[Data entries]
--- start ---
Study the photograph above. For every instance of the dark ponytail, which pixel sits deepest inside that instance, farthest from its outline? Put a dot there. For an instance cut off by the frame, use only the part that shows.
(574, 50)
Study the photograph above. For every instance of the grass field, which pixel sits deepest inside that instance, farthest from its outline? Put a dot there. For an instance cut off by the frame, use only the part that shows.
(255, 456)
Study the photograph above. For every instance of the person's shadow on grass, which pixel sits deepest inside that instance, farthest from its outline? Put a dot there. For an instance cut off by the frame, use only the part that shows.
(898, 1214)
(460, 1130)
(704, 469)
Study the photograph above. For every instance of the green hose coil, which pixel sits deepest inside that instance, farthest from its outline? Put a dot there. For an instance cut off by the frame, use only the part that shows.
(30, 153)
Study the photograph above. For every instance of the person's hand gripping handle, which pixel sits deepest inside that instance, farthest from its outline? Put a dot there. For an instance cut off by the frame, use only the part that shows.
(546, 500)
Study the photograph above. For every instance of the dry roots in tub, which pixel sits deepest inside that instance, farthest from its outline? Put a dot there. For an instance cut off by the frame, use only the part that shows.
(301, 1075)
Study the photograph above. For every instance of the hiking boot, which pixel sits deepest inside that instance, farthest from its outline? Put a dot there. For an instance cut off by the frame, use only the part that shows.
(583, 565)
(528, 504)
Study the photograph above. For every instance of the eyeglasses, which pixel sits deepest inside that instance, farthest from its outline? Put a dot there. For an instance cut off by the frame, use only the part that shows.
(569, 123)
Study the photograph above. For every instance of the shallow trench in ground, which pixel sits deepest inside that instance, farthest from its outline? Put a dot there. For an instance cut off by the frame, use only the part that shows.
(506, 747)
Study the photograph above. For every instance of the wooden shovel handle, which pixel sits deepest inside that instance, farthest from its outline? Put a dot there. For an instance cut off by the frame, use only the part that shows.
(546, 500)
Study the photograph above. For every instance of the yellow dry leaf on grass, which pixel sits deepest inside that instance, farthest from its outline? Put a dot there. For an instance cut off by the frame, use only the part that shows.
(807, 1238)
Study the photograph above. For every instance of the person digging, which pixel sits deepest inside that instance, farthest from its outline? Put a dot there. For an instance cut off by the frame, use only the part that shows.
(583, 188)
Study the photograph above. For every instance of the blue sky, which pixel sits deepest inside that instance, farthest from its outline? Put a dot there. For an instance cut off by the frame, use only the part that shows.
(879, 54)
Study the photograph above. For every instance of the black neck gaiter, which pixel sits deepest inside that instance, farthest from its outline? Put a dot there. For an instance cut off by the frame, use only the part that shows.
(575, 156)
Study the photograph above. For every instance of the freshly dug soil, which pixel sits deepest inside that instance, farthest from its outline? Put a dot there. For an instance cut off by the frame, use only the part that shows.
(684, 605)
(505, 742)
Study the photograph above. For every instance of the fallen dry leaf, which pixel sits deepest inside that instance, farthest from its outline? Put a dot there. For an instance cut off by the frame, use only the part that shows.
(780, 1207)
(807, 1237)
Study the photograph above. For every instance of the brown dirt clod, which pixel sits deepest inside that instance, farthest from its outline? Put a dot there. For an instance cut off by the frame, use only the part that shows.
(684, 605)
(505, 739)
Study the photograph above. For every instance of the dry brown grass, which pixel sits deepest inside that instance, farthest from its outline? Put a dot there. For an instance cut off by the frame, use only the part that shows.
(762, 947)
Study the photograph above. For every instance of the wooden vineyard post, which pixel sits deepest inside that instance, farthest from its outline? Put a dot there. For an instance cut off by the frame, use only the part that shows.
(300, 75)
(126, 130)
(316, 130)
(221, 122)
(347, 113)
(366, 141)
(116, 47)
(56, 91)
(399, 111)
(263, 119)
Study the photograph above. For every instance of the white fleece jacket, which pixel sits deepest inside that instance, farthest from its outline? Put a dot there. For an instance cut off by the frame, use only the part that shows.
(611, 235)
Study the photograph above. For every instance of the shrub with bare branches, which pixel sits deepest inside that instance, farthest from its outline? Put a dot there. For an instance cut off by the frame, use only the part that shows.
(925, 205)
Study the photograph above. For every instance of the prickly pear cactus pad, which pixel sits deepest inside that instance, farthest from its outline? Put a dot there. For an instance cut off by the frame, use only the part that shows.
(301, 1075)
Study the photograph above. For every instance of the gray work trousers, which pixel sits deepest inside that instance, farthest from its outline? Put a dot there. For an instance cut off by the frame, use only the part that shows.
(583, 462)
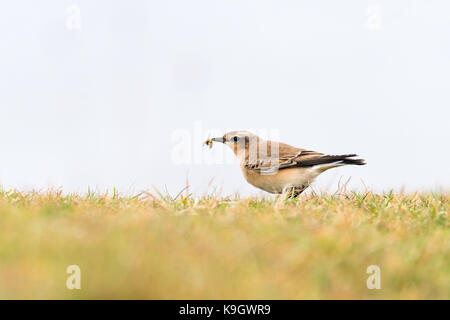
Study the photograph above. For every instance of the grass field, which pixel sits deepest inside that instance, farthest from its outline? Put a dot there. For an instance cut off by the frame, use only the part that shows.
(154, 247)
--- end ---
Write out all of the data above again, putting "Mark that spot with a dot" in place of every "Put a dot there" and keeping everything else the same. Leave the pictures out.

- **Answer to the problem**:
Study the photograph above. For every instance of the dark ponytail, which pixel sits deepest inside that instance, farthest from its outline? Mark that spot with a dot. For an instance cut off by the frame, use only the part that shows.
(574, 50)
Study the photograph above. For every instance of the grass field, which pixel sits deepest inside that instance, farthest from its outline? Mark that spot with a dot. For an instance cut off by the frame, use only the part that shows.
(255, 456)
Study the photograph above. For every instance of the person's shadow on grass, which pixel sits deepest inside that instance, farthest from its outline? Mark that spot with a dot. For an instance cut off by the frame, use only the part that shows.
(898, 1214)
(460, 1130)
(704, 469)
Study the photograph above. For every instance of the green hose coil, which pixel sits deepest inside that instance, farthest from its outline? Mark that spot with a dot. For an instance cut off by the frame, use only the part that shows.
(30, 153)
Study the photograph above. For every instance of the person's hand gripping handle, which pixel sits deepest inside that instance, farthest from its outline? Mark that spot with a dot. For an instance cut off by the frame, use only the part that shows.
(546, 500)
Study the photograph above. For every instance of the dry roots in tub, which pixel sits deepest inside that instance, farthest from its outline? Mark that spot with a dot. For an instance cut off by the frame, use only the part that shows.
(301, 1075)
Study the photograph above. For every instance of the hiking boot, which pixel sits deepest inside that instance, farthest from its outline? Mark that spot with a dot. For an instance cut off by the frame, use only the part that shows.
(583, 565)
(528, 504)
Study the photograph above. For every instance of the eyeglasses, which pixel sits deepest inside that instance, farthest from its outline? Mark that spot with a dot. For an instance cut off by the frame, use only the part that shows.
(569, 123)
Study the photograph above. For every instance of the shallow trench in ground, which pixel sits deepest inside that instance, farthest from its outline? Mark that spot with a dot. For an instance cut off by the frame, use only the part that shows.
(506, 747)
Study the photograph above. For every instance of the wooden shovel handle, which pixel sits deepest inside that instance, farthest from its outline? Mark that spot with a dot. For an instance cut off by the frame, use only the part that shows.
(546, 500)
Study the photograph above. For every instance of the yellow dry leaf on grass, which pixel sits deepest inside that instance, farthest from its outline? Mark that spot with a dot. For an instance cut off by the frame, use only the part that shows.
(807, 1238)
Study the photograph above. For every instance of the person digging, which pixel sits deepest inside that instance, farthest from its outline? Mark that spot with a dot. For an instance cut off by the frame, use only the part that shows.
(583, 188)
Study the photograph above. For every instance of the blue sky, which pixel sits deepest inside that instance, farthest from its outline? Mark that spot with a dot. For an instance cut off by the frame, use only the part that shows.
(879, 54)
Study the photograph above. For every instance of the black neck gaiter, which pixel sits deepest inside that instance, farthest from its outline? Mark that spot with a dot. For an instance cut off by the frame, use only the part that shows.
(575, 156)
Study the photograph above. For every instance of the freshly dug soil, which pixel sits deepest inside that instance, farthest from its outline? Mark that spot with a dot. For an instance cut off by the frame, use only the part that shows.
(684, 605)
(505, 742)
Study the photograph above. For every instance of the fallen dry leaf, which pixel sits deepest inside that instance, farthest from its outline? Mark that spot with a dot. For an instance cut off by the frame, use only the part that shows.
(780, 1207)
(807, 1237)
Study the photograph above. For every instance of the brown dirt clod, which pixel sits deepest inside that instance, farthest from its outline? Mark that spot with a dot. For an instance cut off by the frame, use only the part that shows.
(684, 605)
(505, 739)
Study the photograph above. For every instance of the dry brown grass, which pixel sits deepest inside that instance, farthest from its outline? Mark that spot with a dot. For an instance cut off by the frame, use only the part that shows.
(762, 947)
Study the photograph above. For every instance of the wooden vineyard post, which pixel sits deepest inside that instance, farthest from its outline? Mark that spot with a dot. For an instance cut off by the frame, use only the part that shows.
(300, 75)
(126, 130)
(316, 130)
(221, 122)
(347, 113)
(366, 141)
(116, 47)
(56, 91)
(399, 111)
(263, 119)
Study the photograph above. For every instance of the white fleece jacket, which pixel sits deepest inside that instance, farthest from its outline? Mark that spot with a dot. For an instance cut off by the frame, use only the part that shows.
(611, 235)
Study the photograph above. For every instance of the shrub with bare branches, which pixel sits deepest inside that instance, farthest from its outline? Mark that spot with a dot. For an instance cut off by the frame, use only the part that shows.
(925, 205)
Study the photograph above. For every instance of the prickly pear cactus pad, which pixel sits deepest inside that instance, farthest from its outline? Mark that spot with a dot. For an instance cut off by the frame, use only the part that shows.
(301, 1075)
Study the photograph above. For every instance of the gray work trousers, which pixel sits deepest inside that instance, farthest from its outline? Mark that spot with a dot. For an instance cut off by the frame, use only the part that shows.
(583, 462)
Study the photograph above. For every instance of the grass field, which pixel sits deepest inside that instance, farthest from its outline? Mark that spot with a dot. For an instance cut off by the frame, use only the part that shows.
(154, 247)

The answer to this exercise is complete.